_Prompt_
The lines below that include the word "target" are to be reported.

_Available data_

┌──

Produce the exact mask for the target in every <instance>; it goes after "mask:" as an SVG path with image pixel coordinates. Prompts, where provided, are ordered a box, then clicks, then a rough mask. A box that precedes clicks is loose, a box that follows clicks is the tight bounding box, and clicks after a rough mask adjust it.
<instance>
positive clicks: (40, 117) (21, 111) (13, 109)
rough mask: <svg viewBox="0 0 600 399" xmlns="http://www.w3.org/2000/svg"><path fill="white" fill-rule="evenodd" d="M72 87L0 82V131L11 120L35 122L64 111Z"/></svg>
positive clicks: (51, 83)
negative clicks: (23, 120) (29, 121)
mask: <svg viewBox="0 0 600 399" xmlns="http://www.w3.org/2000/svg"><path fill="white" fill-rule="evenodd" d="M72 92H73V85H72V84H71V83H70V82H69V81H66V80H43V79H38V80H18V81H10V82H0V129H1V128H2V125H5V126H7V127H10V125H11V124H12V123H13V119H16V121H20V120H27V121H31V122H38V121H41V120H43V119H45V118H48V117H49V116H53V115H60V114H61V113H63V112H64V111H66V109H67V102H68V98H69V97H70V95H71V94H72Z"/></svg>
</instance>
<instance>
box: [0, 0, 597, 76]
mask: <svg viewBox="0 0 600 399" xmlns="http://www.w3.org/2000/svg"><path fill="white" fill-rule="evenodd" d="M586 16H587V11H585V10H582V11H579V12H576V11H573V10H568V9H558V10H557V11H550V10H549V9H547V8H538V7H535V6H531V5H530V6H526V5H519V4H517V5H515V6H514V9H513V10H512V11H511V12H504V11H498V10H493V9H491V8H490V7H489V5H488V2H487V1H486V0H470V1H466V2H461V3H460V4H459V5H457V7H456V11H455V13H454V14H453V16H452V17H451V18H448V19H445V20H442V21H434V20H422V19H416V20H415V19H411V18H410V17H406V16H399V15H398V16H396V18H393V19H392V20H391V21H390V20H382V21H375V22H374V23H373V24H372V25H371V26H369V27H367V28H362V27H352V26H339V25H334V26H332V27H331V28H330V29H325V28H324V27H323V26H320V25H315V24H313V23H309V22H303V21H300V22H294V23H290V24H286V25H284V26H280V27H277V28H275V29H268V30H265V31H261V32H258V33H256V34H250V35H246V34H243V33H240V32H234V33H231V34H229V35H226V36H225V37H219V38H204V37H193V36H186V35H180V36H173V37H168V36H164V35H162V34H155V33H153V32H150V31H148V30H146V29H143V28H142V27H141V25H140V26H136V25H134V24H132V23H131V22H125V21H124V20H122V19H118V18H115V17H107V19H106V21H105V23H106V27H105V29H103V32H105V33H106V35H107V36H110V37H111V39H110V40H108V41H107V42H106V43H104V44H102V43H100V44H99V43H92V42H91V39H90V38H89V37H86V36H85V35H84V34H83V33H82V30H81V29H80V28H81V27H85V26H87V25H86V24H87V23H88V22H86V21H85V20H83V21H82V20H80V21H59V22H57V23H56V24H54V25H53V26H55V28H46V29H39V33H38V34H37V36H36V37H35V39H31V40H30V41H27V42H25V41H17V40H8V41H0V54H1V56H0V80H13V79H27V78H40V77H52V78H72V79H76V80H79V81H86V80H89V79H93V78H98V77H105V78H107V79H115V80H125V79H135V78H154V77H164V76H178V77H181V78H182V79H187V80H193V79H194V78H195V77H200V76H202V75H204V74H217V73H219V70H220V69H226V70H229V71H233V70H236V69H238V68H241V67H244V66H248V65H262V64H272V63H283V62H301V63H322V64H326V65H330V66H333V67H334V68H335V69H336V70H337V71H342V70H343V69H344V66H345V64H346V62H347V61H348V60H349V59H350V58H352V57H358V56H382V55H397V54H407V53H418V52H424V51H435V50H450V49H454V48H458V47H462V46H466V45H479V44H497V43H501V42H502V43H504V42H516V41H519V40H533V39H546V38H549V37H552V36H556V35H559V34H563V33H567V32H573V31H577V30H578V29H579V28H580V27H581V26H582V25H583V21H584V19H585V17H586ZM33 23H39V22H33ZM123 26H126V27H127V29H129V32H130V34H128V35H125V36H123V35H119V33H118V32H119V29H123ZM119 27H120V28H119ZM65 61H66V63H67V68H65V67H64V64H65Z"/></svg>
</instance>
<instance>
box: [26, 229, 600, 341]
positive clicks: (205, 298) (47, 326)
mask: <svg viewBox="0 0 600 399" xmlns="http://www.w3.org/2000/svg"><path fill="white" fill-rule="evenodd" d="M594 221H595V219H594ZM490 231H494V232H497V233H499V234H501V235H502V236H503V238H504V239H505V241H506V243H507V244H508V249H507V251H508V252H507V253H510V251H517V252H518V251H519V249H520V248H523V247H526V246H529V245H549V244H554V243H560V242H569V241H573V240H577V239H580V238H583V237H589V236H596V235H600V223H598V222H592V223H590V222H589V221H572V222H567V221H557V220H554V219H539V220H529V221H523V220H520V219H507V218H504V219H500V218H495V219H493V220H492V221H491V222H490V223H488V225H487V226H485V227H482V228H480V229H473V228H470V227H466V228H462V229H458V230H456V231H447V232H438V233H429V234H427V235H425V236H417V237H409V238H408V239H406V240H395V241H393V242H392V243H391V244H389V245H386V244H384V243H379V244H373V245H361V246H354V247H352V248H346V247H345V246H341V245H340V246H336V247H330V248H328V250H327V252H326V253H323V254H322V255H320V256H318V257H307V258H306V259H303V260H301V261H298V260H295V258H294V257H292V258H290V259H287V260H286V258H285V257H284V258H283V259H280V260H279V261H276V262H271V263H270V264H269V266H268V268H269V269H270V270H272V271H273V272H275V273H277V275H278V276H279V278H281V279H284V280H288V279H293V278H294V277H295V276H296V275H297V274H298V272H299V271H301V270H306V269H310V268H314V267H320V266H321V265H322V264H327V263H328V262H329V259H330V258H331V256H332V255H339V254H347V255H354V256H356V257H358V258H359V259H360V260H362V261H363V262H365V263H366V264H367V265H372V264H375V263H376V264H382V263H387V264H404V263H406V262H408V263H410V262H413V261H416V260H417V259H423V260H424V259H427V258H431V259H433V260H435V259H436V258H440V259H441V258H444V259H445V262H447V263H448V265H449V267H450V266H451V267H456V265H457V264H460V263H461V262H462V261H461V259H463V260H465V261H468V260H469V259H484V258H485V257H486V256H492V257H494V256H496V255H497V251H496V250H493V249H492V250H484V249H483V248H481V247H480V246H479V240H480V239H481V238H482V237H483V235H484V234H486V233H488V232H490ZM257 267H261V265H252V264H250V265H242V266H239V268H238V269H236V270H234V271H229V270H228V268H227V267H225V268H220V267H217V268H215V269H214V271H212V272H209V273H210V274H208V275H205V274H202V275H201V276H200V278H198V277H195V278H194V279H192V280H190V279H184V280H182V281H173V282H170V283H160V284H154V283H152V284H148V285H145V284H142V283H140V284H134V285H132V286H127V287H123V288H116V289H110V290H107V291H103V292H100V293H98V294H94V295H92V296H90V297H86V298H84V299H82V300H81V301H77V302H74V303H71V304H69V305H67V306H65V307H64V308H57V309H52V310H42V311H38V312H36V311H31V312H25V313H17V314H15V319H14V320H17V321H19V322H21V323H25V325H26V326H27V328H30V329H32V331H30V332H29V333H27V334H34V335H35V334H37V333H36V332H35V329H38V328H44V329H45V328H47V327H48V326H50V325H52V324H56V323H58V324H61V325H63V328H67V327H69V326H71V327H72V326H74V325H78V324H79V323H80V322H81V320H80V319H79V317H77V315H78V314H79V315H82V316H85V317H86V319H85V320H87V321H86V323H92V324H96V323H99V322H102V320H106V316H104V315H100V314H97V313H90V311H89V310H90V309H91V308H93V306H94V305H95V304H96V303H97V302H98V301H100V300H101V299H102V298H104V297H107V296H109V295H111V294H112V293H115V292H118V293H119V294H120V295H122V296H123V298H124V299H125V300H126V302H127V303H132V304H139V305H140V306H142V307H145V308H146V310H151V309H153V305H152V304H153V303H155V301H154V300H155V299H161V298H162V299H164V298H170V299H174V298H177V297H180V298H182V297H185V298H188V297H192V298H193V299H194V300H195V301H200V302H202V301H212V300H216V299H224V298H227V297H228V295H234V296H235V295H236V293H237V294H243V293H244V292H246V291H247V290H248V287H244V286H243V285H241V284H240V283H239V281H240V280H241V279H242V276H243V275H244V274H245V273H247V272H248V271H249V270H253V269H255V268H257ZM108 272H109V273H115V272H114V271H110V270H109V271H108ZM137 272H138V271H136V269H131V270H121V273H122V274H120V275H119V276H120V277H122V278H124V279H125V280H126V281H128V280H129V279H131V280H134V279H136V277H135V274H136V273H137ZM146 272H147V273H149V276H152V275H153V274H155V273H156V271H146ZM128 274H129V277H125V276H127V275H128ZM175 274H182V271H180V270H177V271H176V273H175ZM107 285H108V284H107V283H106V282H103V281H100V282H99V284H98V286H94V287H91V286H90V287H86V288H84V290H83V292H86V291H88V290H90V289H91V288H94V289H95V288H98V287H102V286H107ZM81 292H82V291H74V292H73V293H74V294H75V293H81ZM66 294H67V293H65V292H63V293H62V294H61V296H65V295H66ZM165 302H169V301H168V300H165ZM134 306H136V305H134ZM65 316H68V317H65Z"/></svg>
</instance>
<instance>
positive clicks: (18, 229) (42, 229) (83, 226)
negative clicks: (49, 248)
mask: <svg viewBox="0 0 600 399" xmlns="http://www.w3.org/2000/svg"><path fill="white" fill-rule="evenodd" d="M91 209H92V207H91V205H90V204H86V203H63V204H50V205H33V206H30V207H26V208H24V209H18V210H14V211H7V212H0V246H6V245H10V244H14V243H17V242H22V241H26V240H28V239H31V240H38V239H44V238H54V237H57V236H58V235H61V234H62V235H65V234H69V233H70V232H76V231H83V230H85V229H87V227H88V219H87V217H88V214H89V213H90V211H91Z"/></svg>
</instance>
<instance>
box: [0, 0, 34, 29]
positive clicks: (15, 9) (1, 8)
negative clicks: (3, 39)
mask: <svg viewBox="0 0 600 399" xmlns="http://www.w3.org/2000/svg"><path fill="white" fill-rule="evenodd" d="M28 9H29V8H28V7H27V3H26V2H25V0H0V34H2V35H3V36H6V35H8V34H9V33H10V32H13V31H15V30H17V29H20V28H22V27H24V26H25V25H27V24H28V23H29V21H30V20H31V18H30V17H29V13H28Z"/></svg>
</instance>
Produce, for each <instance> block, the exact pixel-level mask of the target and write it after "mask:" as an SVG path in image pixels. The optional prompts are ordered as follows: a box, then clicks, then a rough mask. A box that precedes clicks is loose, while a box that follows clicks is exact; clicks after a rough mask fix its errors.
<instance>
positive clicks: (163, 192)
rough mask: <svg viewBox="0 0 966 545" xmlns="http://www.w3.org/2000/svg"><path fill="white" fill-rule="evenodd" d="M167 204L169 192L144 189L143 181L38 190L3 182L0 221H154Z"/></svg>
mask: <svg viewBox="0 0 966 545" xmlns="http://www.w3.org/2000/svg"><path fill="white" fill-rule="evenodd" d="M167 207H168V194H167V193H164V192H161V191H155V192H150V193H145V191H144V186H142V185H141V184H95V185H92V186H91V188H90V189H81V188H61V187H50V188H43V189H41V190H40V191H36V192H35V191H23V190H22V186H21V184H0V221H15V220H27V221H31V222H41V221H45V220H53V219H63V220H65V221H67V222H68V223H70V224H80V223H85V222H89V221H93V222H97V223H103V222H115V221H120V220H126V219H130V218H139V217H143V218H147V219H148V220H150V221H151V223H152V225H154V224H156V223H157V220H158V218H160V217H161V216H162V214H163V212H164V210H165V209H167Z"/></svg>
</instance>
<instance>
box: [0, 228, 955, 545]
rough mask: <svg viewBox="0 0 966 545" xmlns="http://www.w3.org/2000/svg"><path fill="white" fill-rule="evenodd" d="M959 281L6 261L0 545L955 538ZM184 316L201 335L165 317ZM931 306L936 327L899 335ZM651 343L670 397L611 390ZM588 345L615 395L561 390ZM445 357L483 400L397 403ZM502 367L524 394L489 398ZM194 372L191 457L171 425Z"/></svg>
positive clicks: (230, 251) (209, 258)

└──

_Answer for this exercise_
Produce the exact mask for the target in every <instance>; it goes after "mask:" as an SVG path with image pixel coordinates. Prompts, where provided, are ordered a box, then clicks, then a rough mask. A box that precedes clicks is loose, a box that follows clicks is the tight bounding box, and clicks after a rough mask adjust it.
Produce, for each <instance> block, the exact pixel-level mask of the target and write it after "mask:" as an SVG path in image pixels. The optional prompts are ordered as follows: a box, then clicks, then a rough mask. A box that precedes clicks is loose, while a box that follows clicks is exact; clicks after a rough mask fix its errors.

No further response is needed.